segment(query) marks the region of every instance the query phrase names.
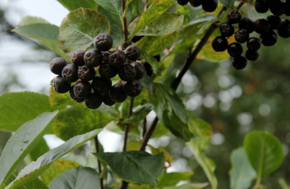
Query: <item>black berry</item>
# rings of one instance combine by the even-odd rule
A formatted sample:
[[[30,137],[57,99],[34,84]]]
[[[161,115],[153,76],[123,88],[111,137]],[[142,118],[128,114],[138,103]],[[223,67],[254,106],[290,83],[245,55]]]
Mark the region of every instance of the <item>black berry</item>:
[[[123,89],[123,84],[119,83],[116,83],[112,86],[109,95],[112,100],[118,103],[123,102],[128,97]]]
[[[240,56],[243,53],[243,47],[238,43],[233,43],[229,46],[227,52],[233,57]]]
[[[71,57],[71,62],[77,66],[81,66],[85,65],[84,57],[85,51],[75,51]]]
[[[221,24],[219,31],[222,36],[226,37],[230,37],[235,32],[235,28],[231,24],[225,22]]]
[[[57,93],[65,93],[69,90],[71,84],[66,81],[61,76],[57,76],[53,79],[52,87]]]
[[[242,29],[238,30],[235,34],[235,39],[237,42],[241,43],[247,42],[250,35],[245,29]]]
[[[66,59],[62,57],[54,58],[50,62],[49,68],[52,72],[57,75],[61,75],[61,71],[68,65]]]
[[[142,92],[142,85],[138,79],[125,82],[123,85],[124,90],[129,96],[136,97]]]
[[[109,55],[109,63],[114,67],[121,66],[126,61],[126,55],[121,50],[115,50]]]
[[[101,33],[95,38],[94,45],[100,51],[107,51],[113,46],[113,39],[107,33]]]
[[[96,75],[96,71],[93,68],[84,65],[79,68],[77,76],[79,78],[85,81],[89,81]]]
[[[128,46],[125,50],[127,58],[132,61],[135,61],[139,59],[140,53],[140,49],[135,45]]]
[[[65,80],[70,83],[77,80],[77,71],[79,68],[73,64],[68,64],[65,66],[61,72],[61,75]]]
[[[87,81],[81,81],[76,84],[74,87],[74,93],[77,98],[83,99],[87,98],[91,94],[92,90],[91,84]]]
[[[91,49],[85,54],[85,63],[89,67],[96,67],[100,65],[103,59],[102,53],[96,49]]]
[[[101,94],[105,94],[109,92],[112,87],[112,81],[102,77],[99,75],[95,76],[92,82],[93,90]]]
[[[229,43],[224,37],[219,36],[213,40],[211,45],[213,50],[216,51],[222,52],[227,49]]]

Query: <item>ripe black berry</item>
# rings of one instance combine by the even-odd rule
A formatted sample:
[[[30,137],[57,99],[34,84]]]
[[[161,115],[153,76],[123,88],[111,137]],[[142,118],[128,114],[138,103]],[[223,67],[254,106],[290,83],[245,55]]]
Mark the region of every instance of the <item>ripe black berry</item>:
[[[66,81],[61,76],[57,76],[53,79],[52,87],[57,93],[65,93],[69,90],[71,84]]]
[[[103,103],[103,96],[100,93],[92,91],[91,94],[85,99],[85,104],[88,108],[97,109]]]
[[[91,49],[85,54],[84,60],[85,63],[89,67],[96,67],[102,63],[103,54],[96,49]]]
[[[211,45],[213,50],[216,51],[222,52],[227,49],[229,43],[224,37],[218,36],[213,41]]]
[[[136,75],[135,78],[137,79],[140,79],[143,77],[145,73],[145,67],[141,63],[134,62],[131,64],[135,68],[136,70]]]
[[[235,39],[237,42],[241,43],[247,42],[250,37],[247,30],[242,29],[238,30],[235,34]]]
[[[245,29],[248,33],[251,33],[254,31],[254,20],[251,18],[248,17],[244,18],[239,23],[239,29]]]
[[[109,64],[102,64],[100,66],[99,72],[102,77],[109,79],[116,76],[118,69]]]
[[[136,76],[136,70],[131,64],[126,64],[118,69],[118,74],[123,81],[132,81]]]
[[[259,13],[265,13],[269,10],[269,5],[264,0],[256,0],[255,2],[256,11]]]
[[[92,82],[93,90],[101,94],[105,94],[109,92],[112,87],[111,79],[107,79],[99,75],[95,76]]]
[[[277,29],[277,33],[282,38],[286,38],[290,37],[290,21],[289,20],[283,20]]]
[[[229,46],[227,52],[233,57],[240,56],[243,53],[243,47],[238,43],[233,43]]]
[[[125,82],[123,85],[124,90],[129,96],[136,97],[142,92],[142,85],[138,79]]]
[[[241,19],[242,14],[238,10],[232,10],[227,14],[227,21],[230,24],[237,24]]]
[[[258,51],[261,47],[261,41],[257,38],[251,38],[247,42],[247,47],[251,51]]]
[[[71,57],[71,62],[77,66],[81,66],[85,64],[84,57],[85,51],[75,51]]]
[[[266,46],[273,46],[277,42],[277,34],[272,30],[261,35],[261,42]]]
[[[109,95],[112,100],[118,103],[123,102],[128,97],[123,89],[123,84],[119,83],[116,83],[112,86]]]
[[[116,50],[109,55],[109,63],[116,68],[122,66],[126,61],[126,55],[122,51]]]
[[[202,9],[209,13],[213,12],[217,8],[219,1],[218,0],[203,0]]]
[[[225,22],[221,25],[219,31],[222,36],[226,37],[230,37],[235,32],[235,28],[231,24]]]
[[[241,56],[234,58],[233,61],[233,66],[237,70],[241,70],[245,68],[247,65],[248,61],[244,57]]]
[[[74,93],[77,98],[83,99],[87,98],[91,94],[92,87],[87,81],[81,81],[76,84],[74,87]]]
[[[246,52],[246,57],[249,60],[255,61],[259,58],[259,51],[248,50]]]
[[[50,62],[49,68],[52,72],[57,75],[61,75],[61,72],[65,66],[68,65],[66,59],[62,57],[54,58]]]
[[[95,38],[94,45],[100,51],[108,51],[113,46],[113,38],[107,33],[101,33]]]
[[[125,54],[126,54],[127,58],[130,60],[135,61],[140,57],[140,49],[135,45],[130,45],[126,48]]]
[[[96,75],[96,71],[93,68],[84,65],[79,68],[77,76],[79,78],[85,81],[89,81]]]
[[[265,33],[270,29],[270,23],[265,18],[258,19],[255,22],[255,31],[258,33]]]
[[[73,64],[68,64],[63,69],[61,75],[65,80],[69,83],[76,81],[78,79],[77,71],[79,68]]]

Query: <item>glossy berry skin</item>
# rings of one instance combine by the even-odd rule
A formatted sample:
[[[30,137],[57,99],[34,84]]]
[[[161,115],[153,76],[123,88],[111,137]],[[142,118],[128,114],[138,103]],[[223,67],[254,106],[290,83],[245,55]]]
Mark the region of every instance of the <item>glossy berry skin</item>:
++++
Stated goal | Please start at the line containing "Query: <item>glossy berry skin</item>" and go through the end of the entries, writing those lines out again with "glossy" replaced by "shiny" and nothing else altered.

Solution |
Query: <item>shiny berry skin</item>
# rings of one instance combine by the even-odd rule
A formatted sample:
[[[30,137],[57,99],[34,84]]]
[[[161,115],[153,76],[123,88],[111,137]],[[142,118],[128,114],[138,103]],[[223,67],[254,106],[290,83],[245,55]]]
Mark the region of every instance of the <item>shiny berry skin</item>:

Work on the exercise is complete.